**BRIEF:** Set down each of the following lines verbatim, preserving every character and line break.

**DATA PROVIDED:**
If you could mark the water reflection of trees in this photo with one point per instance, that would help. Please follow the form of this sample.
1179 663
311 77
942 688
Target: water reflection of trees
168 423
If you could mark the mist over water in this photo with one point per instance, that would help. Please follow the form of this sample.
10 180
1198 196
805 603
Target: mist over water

**RESULT OF THIS EXERCISE:**
If you could mark the water reflection of trees in this photo with one point per instance, that would help. Please follow the form of this sample.
1179 663
311 77
942 688
Target: water reflection of trees
168 423
If you could mark the mist over water in this photo with one point per instance, that would help. Please follow the form of this sample.
10 180
1198 196
805 603
Target: mist over water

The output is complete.